**WORK TO COMPLETE**: Convert every line of the items below into a JSON list of strings, with one string per line and blank lines left out.

START

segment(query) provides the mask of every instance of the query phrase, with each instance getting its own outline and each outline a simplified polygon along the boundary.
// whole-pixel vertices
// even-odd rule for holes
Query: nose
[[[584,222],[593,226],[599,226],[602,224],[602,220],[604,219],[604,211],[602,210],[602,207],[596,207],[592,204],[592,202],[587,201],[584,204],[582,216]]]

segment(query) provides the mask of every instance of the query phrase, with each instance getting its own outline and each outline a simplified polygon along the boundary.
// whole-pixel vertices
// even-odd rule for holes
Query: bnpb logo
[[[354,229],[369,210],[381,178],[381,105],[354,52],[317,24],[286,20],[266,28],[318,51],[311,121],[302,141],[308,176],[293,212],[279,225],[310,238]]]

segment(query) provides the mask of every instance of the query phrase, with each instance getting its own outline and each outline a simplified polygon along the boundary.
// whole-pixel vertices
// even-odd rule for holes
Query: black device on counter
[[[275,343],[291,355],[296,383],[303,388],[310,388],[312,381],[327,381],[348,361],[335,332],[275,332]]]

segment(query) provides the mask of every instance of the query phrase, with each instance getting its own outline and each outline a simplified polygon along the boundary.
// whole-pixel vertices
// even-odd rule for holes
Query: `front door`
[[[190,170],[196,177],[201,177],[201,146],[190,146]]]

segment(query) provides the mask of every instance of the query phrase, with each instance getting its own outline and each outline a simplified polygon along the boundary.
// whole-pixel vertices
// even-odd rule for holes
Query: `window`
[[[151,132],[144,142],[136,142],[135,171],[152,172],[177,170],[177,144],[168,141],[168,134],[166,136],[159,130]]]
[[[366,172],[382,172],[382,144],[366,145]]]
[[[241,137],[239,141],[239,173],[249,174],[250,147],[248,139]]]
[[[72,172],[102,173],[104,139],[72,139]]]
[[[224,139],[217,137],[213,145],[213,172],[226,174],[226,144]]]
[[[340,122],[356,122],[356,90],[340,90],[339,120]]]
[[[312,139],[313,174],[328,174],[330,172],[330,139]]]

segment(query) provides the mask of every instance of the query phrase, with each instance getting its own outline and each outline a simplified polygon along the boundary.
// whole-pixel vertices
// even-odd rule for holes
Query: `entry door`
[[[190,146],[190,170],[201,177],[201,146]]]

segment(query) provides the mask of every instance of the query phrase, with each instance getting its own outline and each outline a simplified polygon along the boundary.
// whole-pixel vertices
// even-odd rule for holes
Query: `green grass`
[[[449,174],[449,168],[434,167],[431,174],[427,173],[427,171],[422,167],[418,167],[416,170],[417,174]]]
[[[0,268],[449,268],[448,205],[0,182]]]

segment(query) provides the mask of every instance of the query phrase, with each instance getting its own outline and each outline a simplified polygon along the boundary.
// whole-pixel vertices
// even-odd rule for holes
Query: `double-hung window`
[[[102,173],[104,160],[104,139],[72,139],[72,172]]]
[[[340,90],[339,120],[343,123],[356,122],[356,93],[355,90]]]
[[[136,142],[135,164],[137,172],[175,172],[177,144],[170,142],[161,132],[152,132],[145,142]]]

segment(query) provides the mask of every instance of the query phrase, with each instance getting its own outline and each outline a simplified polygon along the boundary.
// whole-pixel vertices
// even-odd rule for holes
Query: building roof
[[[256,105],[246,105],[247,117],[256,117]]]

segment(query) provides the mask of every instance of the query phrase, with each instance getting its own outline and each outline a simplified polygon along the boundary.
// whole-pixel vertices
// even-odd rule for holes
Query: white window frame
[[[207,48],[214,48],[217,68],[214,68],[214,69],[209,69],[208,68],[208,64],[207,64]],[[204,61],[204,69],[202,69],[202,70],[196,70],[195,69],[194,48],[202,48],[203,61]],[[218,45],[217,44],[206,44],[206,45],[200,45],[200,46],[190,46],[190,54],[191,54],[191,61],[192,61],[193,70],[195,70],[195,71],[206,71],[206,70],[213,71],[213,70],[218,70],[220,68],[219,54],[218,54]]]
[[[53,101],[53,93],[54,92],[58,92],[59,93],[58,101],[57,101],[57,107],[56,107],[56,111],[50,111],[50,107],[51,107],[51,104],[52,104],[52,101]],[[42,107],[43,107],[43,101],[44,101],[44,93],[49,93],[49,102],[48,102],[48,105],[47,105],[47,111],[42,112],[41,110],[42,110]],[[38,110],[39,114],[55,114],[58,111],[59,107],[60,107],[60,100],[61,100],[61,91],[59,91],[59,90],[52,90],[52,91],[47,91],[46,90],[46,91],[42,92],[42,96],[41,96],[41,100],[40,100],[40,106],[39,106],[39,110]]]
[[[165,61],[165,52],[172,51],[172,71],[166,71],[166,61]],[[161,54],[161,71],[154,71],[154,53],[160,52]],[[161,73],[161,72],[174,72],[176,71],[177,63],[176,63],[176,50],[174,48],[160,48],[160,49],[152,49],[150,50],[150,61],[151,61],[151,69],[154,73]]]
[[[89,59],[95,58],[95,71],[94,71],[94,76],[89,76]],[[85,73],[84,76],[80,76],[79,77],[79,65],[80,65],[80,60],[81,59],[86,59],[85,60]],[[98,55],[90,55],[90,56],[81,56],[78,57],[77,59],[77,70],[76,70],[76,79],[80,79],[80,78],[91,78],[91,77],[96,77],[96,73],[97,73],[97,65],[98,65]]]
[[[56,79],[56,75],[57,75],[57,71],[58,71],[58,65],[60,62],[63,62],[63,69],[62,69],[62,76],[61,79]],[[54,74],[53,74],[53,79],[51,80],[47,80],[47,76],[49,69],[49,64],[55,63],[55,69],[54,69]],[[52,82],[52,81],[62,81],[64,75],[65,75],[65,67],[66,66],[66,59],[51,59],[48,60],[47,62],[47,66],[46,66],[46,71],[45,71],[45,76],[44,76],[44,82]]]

END

**REPLY TO THE TASK**:
[
  "segment(query) provides the mask of every instance of the query phrase, with each instance getting its own outline and each outline a simplified polygon along the boundary.",
  "// whole-pixel vertices",
  "// even-odd rule for holes",
  "Query: nose",
  "[[[584,222],[593,226],[599,226],[602,224],[602,220],[604,219],[604,211],[602,210],[602,207],[596,207],[592,204],[592,202],[587,201],[584,204],[582,216]]]",
  "segment(query) provides the mask of every instance of the query phrase, with each instance getting its own outline and each outline a simplified polygon along the boundary.",
  "// whole-pixel vertices",
  "// even-odd rule for holes",
  "Query: bnpb logo",
  "[[[354,229],[369,210],[381,178],[381,105],[354,52],[317,24],[286,20],[266,28],[318,51],[311,121],[302,141],[308,176],[293,212],[279,225],[310,238]]]",
  "segment(query) provides the mask of every instance of the query phrase, with each instance getting its own outline and each outline a simplified polygon along the boundary.",
  "// whole-pixel vertices",
  "// even-odd rule for holes",
  "Query: black device on counter",
  "[[[275,343],[291,355],[296,383],[303,388],[310,388],[312,381],[327,381],[348,361],[335,332],[275,332]]]",
  "segment(query) provides the mask of every instance of the query phrase, with each instance getting its own outline and each outline a simplified polygon along the boundary.",
  "// whole-pixel vertices",
  "// even-odd rule for holes",
  "Query: `front door`",
  "[[[190,170],[196,177],[201,177],[201,146],[190,146]]]",
  "segment(query) provides the mask of every instance of the query phrase, with each instance getting its own outline and each outline a simplified polygon along the boundary.",
  "// whole-pixel vertices",
  "// even-odd rule for holes",
  "Query: `window`",
  "[[[151,132],[144,142],[136,142],[135,171],[152,172],[177,170],[177,144],[168,141],[168,134],[166,136],[159,130]]]",
  "[[[366,172],[382,172],[382,144],[366,145]]]",
  "[[[241,137],[239,141],[239,173],[249,174],[250,147],[248,139]]]",
  "[[[72,172],[102,173],[104,139],[72,139]]]",
  "[[[224,139],[217,137],[213,145],[213,172],[226,174],[226,144]]]",
  "[[[340,122],[356,122],[356,90],[340,90],[339,120]]]",
  "[[[312,139],[313,174],[328,174],[330,172],[330,139]]]",
  "segment(query) provides the mask of every instance of the query phrase, with each instance getting its own outline and each outline a simplified polygon along the boundary.",
  "// whole-pixel vertices",
  "// even-odd rule for holes",
  "Query: `entry door`",
  "[[[190,146],[190,170],[201,177],[201,146]]]",
  "segment(query) provides the mask of every instance of the query phrase, with each instance getting its own outline and each outline a simplified polygon along the boundary.",
  "// whole-pixel vertices",
  "// even-odd rule for holes",
  "Query: `green grass`",
  "[[[449,174],[449,168],[434,167],[431,174],[427,173],[427,171],[422,167],[418,167],[416,170],[417,174]]]",
  "[[[0,268],[449,268],[448,205],[0,182]]]",
  "segment(query) provides the mask of every instance of the query phrase, with each instance getting its own outline and each outline a simplified polygon along the boundary.",
  "// whole-pixel vertices",
  "// even-odd rule for holes",
  "Query: `double-hung window`",
  "[[[102,173],[104,160],[104,139],[72,139],[72,172]]]",
  "[[[340,90],[339,120],[343,123],[356,122],[356,93],[355,90]]]",
  "[[[136,142],[135,164],[137,172],[175,172],[177,144],[170,142],[161,132],[152,132],[145,142]]]",
  "segment(query) provides the mask of every instance of the query phrase, with each instance getting its own outline and each outline a simplified polygon along the boundary.",
  "// whole-pixel vertices",
  "// even-odd rule for holes",
  "Query: building roof",
  "[[[256,105],[246,105],[247,117],[256,117]]]",
  "segment(query) provides the mask of every instance of the query phrase, with each instance getting its own outline and each outline a simplified polygon along the boundary.",
  "// whole-pixel vertices",
  "// even-odd rule for holes",
  "Query: white window frame",
  "[[[207,48],[214,48],[217,68],[214,68],[214,69],[209,69],[208,68],[208,64],[207,64]],[[204,61],[204,69],[202,69],[202,70],[196,70],[195,69],[194,48],[202,48],[203,61]],[[218,45],[217,44],[206,44],[206,45],[200,45],[200,46],[190,46],[190,54],[191,54],[191,61],[192,61],[193,70],[195,70],[195,71],[206,71],[206,70],[213,71],[213,70],[218,70],[220,68],[219,54],[218,54]]]",
  "[[[53,101],[53,93],[54,92],[58,92],[59,93],[58,101],[57,101],[57,107],[56,107],[56,111],[50,111],[50,107],[51,107],[51,104],[52,104],[52,101]],[[42,107],[43,107],[43,101],[44,101],[44,93],[49,93],[49,102],[48,102],[48,105],[47,105],[47,111],[42,112],[41,110],[42,110]],[[38,110],[39,114],[55,114],[58,111],[59,107],[60,107],[60,100],[61,100],[61,91],[59,91],[59,90],[52,90],[52,91],[47,91],[46,90],[46,91],[42,92],[42,96],[41,96],[41,100],[40,100],[40,106],[39,106],[39,110]]]",
  "[[[165,61],[165,52],[172,51],[172,71],[166,71],[166,61]],[[161,54],[161,71],[154,71],[154,53],[160,52]],[[161,73],[161,72],[174,72],[176,71],[177,63],[176,63],[176,50],[174,48],[160,48],[160,49],[152,49],[150,50],[150,61],[151,61],[151,69],[154,73]]]",
  "[[[89,59],[95,58],[95,71],[94,71],[94,76],[89,76]],[[85,73],[84,76],[80,76],[79,77],[79,65],[80,65],[80,60],[81,59],[86,59],[85,60]],[[98,55],[90,55],[90,56],[81,56],[78,57],[77,59],[77,70],[76,70],[76,79],[80,79],[80,78],[91,78],[91,77],[96,77],[96,73],[97,73],[97,65],[98,65]]]",
  "[[[56,79],[56,75],[57,75],[57,71],[58,71],[58,65],[60,62],[63,62],[63,69],[62,69],[62,76],[61,79]],[[54,74],[53,74],[53,79],[51,80],[47,80],[47,76],[49,69],[49,64],[55,63],[55,69],[54,69]],[[52,82],[52,81],[62,81],[64,75],[65,75],[65,67],[66,66],[66,59],[51,59],[48,60],[47,62],[47,66],[46,66],[46,71],[45,71],[45,76],[44,76],[44,82]]]"
]